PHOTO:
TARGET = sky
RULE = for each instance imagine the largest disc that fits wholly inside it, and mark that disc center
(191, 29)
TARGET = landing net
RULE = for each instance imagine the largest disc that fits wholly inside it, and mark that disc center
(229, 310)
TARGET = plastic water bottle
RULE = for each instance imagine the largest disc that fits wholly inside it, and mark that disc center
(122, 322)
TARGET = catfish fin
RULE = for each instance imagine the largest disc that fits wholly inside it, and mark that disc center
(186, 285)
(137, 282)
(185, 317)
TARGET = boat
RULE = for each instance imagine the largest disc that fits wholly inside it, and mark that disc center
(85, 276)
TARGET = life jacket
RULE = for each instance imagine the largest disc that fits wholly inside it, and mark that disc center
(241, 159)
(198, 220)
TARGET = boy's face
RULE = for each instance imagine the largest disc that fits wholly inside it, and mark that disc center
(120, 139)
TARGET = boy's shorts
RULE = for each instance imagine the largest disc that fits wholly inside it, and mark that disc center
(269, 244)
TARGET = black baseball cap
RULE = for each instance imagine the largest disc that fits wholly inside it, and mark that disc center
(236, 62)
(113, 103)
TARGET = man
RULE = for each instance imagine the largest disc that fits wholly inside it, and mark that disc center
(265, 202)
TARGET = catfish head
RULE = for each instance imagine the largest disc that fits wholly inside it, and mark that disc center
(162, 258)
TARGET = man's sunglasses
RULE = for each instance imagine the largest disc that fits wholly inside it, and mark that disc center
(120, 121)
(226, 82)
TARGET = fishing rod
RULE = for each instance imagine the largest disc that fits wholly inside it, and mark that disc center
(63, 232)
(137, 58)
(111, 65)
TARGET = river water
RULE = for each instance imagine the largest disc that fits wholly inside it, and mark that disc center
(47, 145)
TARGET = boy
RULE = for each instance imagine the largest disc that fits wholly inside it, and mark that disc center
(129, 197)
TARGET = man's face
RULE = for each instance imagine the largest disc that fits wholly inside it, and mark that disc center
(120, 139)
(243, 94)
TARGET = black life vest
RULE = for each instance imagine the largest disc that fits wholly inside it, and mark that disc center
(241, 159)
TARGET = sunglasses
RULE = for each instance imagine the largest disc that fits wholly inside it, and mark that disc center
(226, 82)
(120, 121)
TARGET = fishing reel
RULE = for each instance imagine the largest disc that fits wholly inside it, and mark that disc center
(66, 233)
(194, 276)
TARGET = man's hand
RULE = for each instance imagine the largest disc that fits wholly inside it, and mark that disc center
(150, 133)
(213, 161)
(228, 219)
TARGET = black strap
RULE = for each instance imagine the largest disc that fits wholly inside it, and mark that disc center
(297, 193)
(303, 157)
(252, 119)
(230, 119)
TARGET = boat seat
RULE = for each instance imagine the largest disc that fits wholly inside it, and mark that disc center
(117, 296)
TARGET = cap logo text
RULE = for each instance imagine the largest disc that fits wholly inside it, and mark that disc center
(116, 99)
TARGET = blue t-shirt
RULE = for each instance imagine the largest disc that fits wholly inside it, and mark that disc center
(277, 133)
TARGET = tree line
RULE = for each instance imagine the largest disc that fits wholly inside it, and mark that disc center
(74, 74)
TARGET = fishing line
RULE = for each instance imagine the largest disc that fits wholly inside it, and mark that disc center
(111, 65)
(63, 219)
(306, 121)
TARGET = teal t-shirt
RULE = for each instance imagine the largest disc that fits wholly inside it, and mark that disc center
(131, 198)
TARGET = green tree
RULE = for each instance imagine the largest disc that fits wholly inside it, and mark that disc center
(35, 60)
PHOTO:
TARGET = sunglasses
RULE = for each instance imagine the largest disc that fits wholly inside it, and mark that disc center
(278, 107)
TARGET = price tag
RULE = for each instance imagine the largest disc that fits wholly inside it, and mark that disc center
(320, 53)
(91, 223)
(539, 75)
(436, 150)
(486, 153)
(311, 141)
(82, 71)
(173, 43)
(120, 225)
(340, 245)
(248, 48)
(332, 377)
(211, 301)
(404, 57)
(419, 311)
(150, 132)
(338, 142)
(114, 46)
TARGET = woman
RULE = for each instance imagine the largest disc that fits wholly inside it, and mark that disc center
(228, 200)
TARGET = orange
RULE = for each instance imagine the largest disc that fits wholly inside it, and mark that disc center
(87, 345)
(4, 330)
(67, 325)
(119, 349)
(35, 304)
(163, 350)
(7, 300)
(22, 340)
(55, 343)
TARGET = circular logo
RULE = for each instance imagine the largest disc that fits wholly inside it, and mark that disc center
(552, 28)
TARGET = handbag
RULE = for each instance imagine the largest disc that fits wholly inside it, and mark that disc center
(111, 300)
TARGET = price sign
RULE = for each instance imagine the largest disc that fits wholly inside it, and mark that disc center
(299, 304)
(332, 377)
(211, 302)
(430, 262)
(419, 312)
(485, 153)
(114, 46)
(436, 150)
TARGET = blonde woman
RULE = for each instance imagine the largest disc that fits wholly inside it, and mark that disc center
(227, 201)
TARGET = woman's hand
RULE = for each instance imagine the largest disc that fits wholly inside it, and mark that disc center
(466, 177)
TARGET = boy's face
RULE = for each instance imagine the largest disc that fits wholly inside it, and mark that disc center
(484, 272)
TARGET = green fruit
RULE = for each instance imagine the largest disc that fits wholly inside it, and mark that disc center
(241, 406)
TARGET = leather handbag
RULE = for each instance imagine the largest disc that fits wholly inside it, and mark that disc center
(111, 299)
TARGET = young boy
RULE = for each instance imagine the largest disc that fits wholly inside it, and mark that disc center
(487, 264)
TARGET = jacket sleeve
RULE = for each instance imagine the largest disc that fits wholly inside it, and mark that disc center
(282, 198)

====================

## TASK TO COMPLETE
Reproduce all the data word for word.

## REPLY TO THE EXERCISE
PHOTO:
TARGET = sky
RULE = for each instance imagine the largest disc that fits wholly inside it, and mark that disc center
(191, 29)
TARGET = landing net
RULE = for each instance imagine the largest disc that fits wholly inside it, and mark that disc center
(229, 310)
TARGET = plastic water bottle
RULE = for each instance imagine the largest disc that fits wholly inside it, and mark that disc center
(122, 322)
TARGET = catfish fin
RULE = for each instance imagine the largest disc that fits wholly inside it, and mark that disc center
(186, 285)
(137, 282)
(185, 317)
TARGET = boat
RULE = for each instance imagine the largest disc that fits wholly inside it, and mark that disc center
(85, 276)
TARGET = life jacket
RULE = for each instance imagine the largest disc that fits wholly inside it, and mark that disc center
(241, 159)
(198, 220)
TARGET = boy's face
RULE = for each instance imagine the largest disc that fits wholly inside it, and mark that disc center
(120, 139)
TARGET = boy's shorts
RULE = for each instance imagine the largest disc that fits wholly inside it, and mark that disc center
(269, 244)
TARGET = black baseball cap
RULE = for each instance imagine the largest disc that fits wholly inside it, and mark that disc center
(236, 62)
(113, 103)
TARGET = man
RULE = for each instance imagine the largest disc that fits wholly inside it, and mark that disc center
(265, 202)
TARGET = catfish head
RULE = for each instance imagine the largest disc that fits wholly inside it, and mark that disc center
(162, 258)
TARGET = man's sunglasses
RULE = for each instance imagine the largest disc that fits wholly inside it, and mark that disc center
(120, 121)
(226, 82)
TARGET = fishing rod
RULE = for each instance imagine the largest disc that fits wholly inside it, and mark that disc center
(63, 232)
(137, 58)
(111, 65)
TARGET = river water
RULE = for each instance imagine the largest disc that fits wholly inside it, and mark that disc center
(47, 145)
TARGET = boy
RULE = for each instance imagine the largest disc that fits wholly inside it, and mark that disc center
(129, 197)
TARGET = man's face
RULE = for each instance imagine the largest disc that fits wholly inside it, and mark that disc center
(120, 139)
(243, 94)
TARGET = black life vest
RULE = for each instance imagine the largest disc that fits wholly inside it, and mark that disc center
(241, 159)
TARGET = sunglasses
RULE = for each instance imagine the largest disc that fits wholly inside it, and mark that disc center
(226, 82)
(120, 121)
TARGET = fishing reel
RULE = for each instance imagine the largest disc that fits wholly inside it, and mark that disc center
(66, 233)
(194, 276)
TARGET = man's hand
RULE = for each instance imagine the largest disc that fits wholly inside it, and mark that disc center
(150, 133)
(213, 161)
(228, 219)
TARGET = black strap
RULE = for each instance imagine the largest disc that fits wholly inside it, and mark that disc center
(297, 193)
(303, 157)
(252, 119)
(230, 119)
TARGET = boat seat
RULE = for each instance imagine the largest disc that fits wholly inside it, and mark that disc center
(117, 296)
TARGET = cap logo text
RULE = for each instance imagine the largest disc that fits wholly inside it, and mark that disc center
(116, 99)
TARGET = blue t-shirt
RULE = for each instance imagine the largest disc that fits wholly inside it, and mark that disc center
(277, 133)
TARGET = tree line
RULE = for each instance imagine the largest disc that fits wholly inside it, and mark that disc center
(74, 74)
TARGET = fishing line
RULE = for each instance imagine the largest disc that fits wholly inside it, and mark that disc center
(111, 65)
(63, 219)
(306, 121)
TARGET = teal t-shirt
RULE = for each instance imagine the largest disc that fits wholly inside it, and mark that disc center
(131, 198)
TARGET = green tree
RULE = for each instance imagine the largest disc that fits wholly inside it, and mark that disc center
(35, 60)
PHOTO:
TARGET = sunglasses
RULE = for each instance imagine the largest disc that fits wholly inside it, and mark that disc center
(278, 107)
TARGET = price tag
RULE = for each instance imagine the largest disc that fits wholly inside it, and mark that disc center
(320, 53)
(91, 223)
(539, 75)
(436, 150)
(486, 153)
(311, 141)
(82, 71)
(173, 43)
(120, 225)
(340, 245)
(248, 48)
(332, 377)
(211, 301)
(404, 57)
(419, 311)
(150, 132)
(338, 142)
(114, 46)
TARGET = woman
RULE = for each instance imagine the largest disc that fits wholly inside it, and mark that disc center
(228, 200)
TARGET = orange
RULE = for each instance imagine the largest disc that fits wholly inside it, and mark that disc center
(87, 345)
(4, 330)
(67, 325)
(119, 349)
(35, 304)
(163, 350)
(7, 300)
(22, 340)
(55, 343)
TARGET = circular logo
RULE = for each instance imagine the largest disc that fits wholly inside it, and mark that disc center
(552, 28)
TARGET = handbag
RULE = for each instance imagine the largest disc that fits wholly inside it, and mark that disc center
(111, 300)
TARGET = price sign
RULE = for each instance imagine the largest disc that fits wholly inside it, and mark that disc center
(299, 304)
(332, 377)
(211, 302)
(430, 262)
(419, 312)
(485, 153)
(114, 46)
(436, 150)
TARGET = blonde woman
RULE = for each instance imagine the largest disc that fits wholly inside it, and mark that disc center
(227, 201)
TARGET = woman's hand
RULE = for each instance imagine the largest disc that fits wholly inside it, and mark that disc center
(466, 177)
TARGET = boy's face
RULE = for each instance imagine the largest disc that fits wholly inside it, and mark that disc center
(484, 272)
TARGET = green fruit
RULE = for each instance imagine the largest disc that fits wholly inside it, and mark that disc center
(241, 406)
TARGET = leather handbag
RULE = for each instance imagine the largest disc that fits wholly inside it, and mark that disc center
(111, 299)
TARGET = young boy
RULE = for each instance imagine the largest disc that fits wholly inside it, and mark that disc center
(487, 264)
TARGET = jacket sleeve
RULE = for each instance imagine the largest disc that fits wholly inside it, and mark that disc center
(282, 198)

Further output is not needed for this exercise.